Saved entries
--- START ---
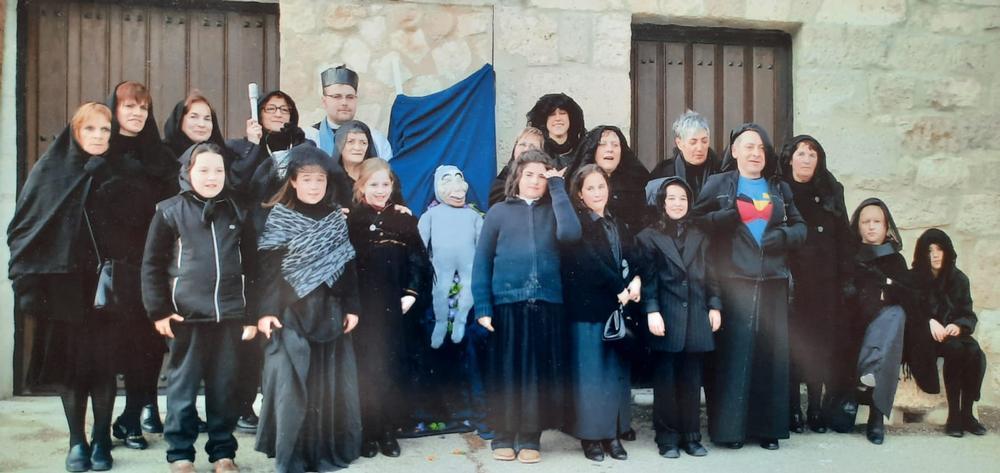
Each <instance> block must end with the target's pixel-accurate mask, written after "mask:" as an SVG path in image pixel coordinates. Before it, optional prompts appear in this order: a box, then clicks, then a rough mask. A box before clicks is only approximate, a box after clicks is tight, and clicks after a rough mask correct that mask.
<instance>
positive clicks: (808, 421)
mask: <svg viewBox="0 0 1000 473" xmlns="http://www.w3.org/2000/svg"><path fill="white" fill-rule="evenodd" d="M807 422H808V423H809V430H812V431H813V432H816V433H817V434H825V433H826V420H825V419H823V414H822V413H821V412H820V411H811V412H809V417H808V421H807Z"/></svg>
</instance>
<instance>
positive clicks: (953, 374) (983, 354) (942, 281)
mask: <svg viewBox="0 0 1000 473" xmlns="http://www.w3.org/2000/svg"><path fill="white" fill-rule="evenodd" d="M957 259H958V253H956V252H955V246H954V245H953V244H952V242H951V238H950V237H948V234H947V233H945V232H944V231H942V230H938V229H936V228H931V229H929V230H927V231H925V232H924V233H923V234H921V235H920V238H917V245H916V247H915V248H914V250H913V269H912V270H911V273H913V277H914V280H915V282H916V284H917V286H918V287H919V288H920V294H921V298H920V306H919V307H918V310H919V312H916V313H915V314H913V315H914V316H913V317H907V330H909V332H908V333H907V340H906V342H907V345H908V347H907V362H908V363H909V365H910V367H911V369H912V370H913V371H914V372H917V371H918V369H917V365H918V364H920V365H922V366H926V367H928V368H929V369H930V370H932V371H931V373H929V374H928V376H926V378H927V379H933V380H934V381H937V357H939V356H940V357H943V358H944V389H945V395H946V396H947V398H948V420H947V422H946V423H945V433H947V434H948V435H950V436H952V437H961V436H962V435H963V431H964V432H969V433H971V434H974V435H984V434H985V433H986V427H984V426H983V424H982V423H980V422H979V421H978V420H977V419H976V417H975V416H974V415H973V409H972V405H973V403H975V402H976V401H978V400H979V395H980V392H981V390H982V386H983V378H984V376H985V375H986V355H985V354H983V350H982V349H981V348H979V342H977V341H976V339H975V338H972V333H973V332H974V331H975V329H976V322H977V321H978V318H977V317H976V313H975V311H973V309H972V292H971V290H970V288H969V277H968V276H966V275H965V273H963V272H962V270H960V269H958V267H957V266H956V265H955V261H956V260H957ZM911 327H912V329H911ZM928 327H930V329H929V330H928Z"/></svg>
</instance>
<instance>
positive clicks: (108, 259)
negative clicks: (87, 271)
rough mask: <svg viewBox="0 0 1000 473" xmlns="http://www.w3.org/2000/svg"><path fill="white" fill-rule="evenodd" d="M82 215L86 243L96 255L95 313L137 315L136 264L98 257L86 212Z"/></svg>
mask: <svg viewBox="0 0 1000 473" xmlns="http://www.w3.org/2000/svg"><path fill="white" fill-rule="evenodd" d="M83 218H84V220H85V221H86V222H87V232H88V233H90V242H91V243H93V245H94V254H95V255H96V256H97V260H98V261H99V263H98V264H97V288H96V289H95V290H94V309H96V311H97V312H99V313H109V314H114V315H119V316H126V315H133V314H138V313H140V312H141V311H142V310H143V306H142V292H141V286H140V279H139V266H137V265H134V264H131V263H127V262H125V261H123V260H120V259H114V258H102V257H101V252H100V250H98V249H97V239H96V238H94V229H93V227H91V225H90V217H88V216H87V213H86V211H85V212H84V213H83Z"/></svg>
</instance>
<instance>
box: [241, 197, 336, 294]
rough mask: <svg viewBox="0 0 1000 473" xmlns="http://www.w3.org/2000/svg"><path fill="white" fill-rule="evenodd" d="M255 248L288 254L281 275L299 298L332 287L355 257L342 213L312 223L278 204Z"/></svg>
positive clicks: (285, 258) (282, 205) (328, 215)
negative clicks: (314, 291)
mask: <svg viewBox="0 0 1000 473" xmlns="http://www.w3.org/2000/svg"><path fill="white" fill-rule="evenodd" d="M258 248H259V249H260V250H262V251H266V250H275V249H279V248H284V249H287V250H288V253H287V254H286V255H285V257H284V259H283V260H282V261H281V275H282V276H283V277H284V278H285V281H286V282H288V285H290V286H291V287H292V288H293V289H295V294H296V295H298V296H299V297H300V298H301V297H305V296H306V295H308V294H309V293H310V292H312V291H313V289H316V288H317V287H319V286H320V284H326V285H327V286H329V287H333V285H334V284H335V283H336V282H337V280H338V279H339V278H340V276H341V275H343V274H344V268H345V266H346V265H347V263H349V262H350V261H351V260H353V259H354V256H355V252H354V247H353V246H351V242H350V239H349V238H348V231H347V219H346V218H345V217H344V214H343V213H342V212H338V211H333V212H330V213H329V214H328V215H327V216H326V217H323V218H322V219H320V220H314V219H312V218H310V217H308V216H306V215H304V214H302V213H299V212H296V211H294V210H291V209H289V208H287V207H285V206H283V205H281V204H277V205H275V206H274V208H273V209H272V210H271V214H270V215H268V217H267V223H266V224H265V226H264V233H263V234H262V235H261V236H260V240H259V241H258Z"/></svg>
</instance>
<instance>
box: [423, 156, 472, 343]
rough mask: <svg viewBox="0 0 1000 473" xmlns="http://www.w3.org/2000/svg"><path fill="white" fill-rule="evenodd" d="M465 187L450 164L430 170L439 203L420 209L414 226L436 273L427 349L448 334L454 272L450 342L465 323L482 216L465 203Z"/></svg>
mask: <svg viewBox="0 0 1000 473" xmlns="http://www.w3.org/2000/svg"><path fill="white" fill-rule="evenodd" d="M468 190H469V184H468V183H467V182H465V177H464V176H463V175H462V171H461V170H460V169H458V168H457V167H455V166H451V165H443V166H438V168H437V169H436V170H434V194H435V196H437V200H438V202H439V203H440V204H439V205H436V206H433V207H431V208H429V209H428V210H427V211H426V212H424V214H423V215H422V216H420V222H419V223H418V225H417V228H418V229H419V230H420V237H421V238H422V239H423V240H424V245H425V246H426V247H427V248H428V249H429V250H430V253H431V263H433V265H434V274H435V276H436V279H435V282H434V290H433V295H434V331H433V332H432V333H431V348H438V347H440V346H441V344H442V343H444V337H445V335H446V334H447V333H448V315H449V300H448V294H449V292H450V291H451V287H452V282H453V280H454V275H455V273H456V272H458V279H459V287H460V290H459V292H458V307H457V312H455V320H454V323H453V324H452V328H451V341H452V342H454V343H459V342H461V341H462V337H464V336H465V322H466V320H467V318H468V315H469V310H470V309H472V305H473V303H472V260H473V259H474V258H475V253H476V242H477V241H478V240H479V231H480V230H481V229H482V227H483V216H482V214H480V213H479V212H478V211H476V210H475V209H473V208H472V207H470V206H468V205H466V204H465V196H466V193H467V192H468Z"/></svg>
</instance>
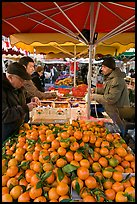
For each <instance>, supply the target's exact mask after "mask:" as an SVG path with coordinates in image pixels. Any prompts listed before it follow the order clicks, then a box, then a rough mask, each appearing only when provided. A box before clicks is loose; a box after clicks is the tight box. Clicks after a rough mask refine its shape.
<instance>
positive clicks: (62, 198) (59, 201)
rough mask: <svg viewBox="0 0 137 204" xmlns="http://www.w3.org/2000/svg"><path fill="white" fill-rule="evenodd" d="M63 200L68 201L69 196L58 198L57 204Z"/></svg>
mask: <svg viewBox="0 0 137 204" xmlns="http://www.w3.org/2000/svg"><path fill="white" fill-rule="evenodd" d="M65 199H69V196H68V195H64V196H60V197H59V202H61V201H62V200H65Z"/></svg>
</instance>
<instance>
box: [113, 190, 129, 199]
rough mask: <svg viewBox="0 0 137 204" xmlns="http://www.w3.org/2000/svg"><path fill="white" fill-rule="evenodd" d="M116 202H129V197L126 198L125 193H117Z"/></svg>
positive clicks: (115, 197) (117, 192) (123, 192)
mask: <svg viewBox="0 0 137 204" xmlns="http://www.w3.org/2000/svg"><path fill="white" fill-rule="evenodd" d="M115 201H116V202H127V201H128V200H127V197H126V196H124V192H123V191H119V192H117V193H116V197H115Z"/></svg>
--- END ---
TASK PROMPT — List every line of the data above that contains the string "negative".

THE ANSWER —
negative clicks: (87, 271)
negative clicks: (314, 291)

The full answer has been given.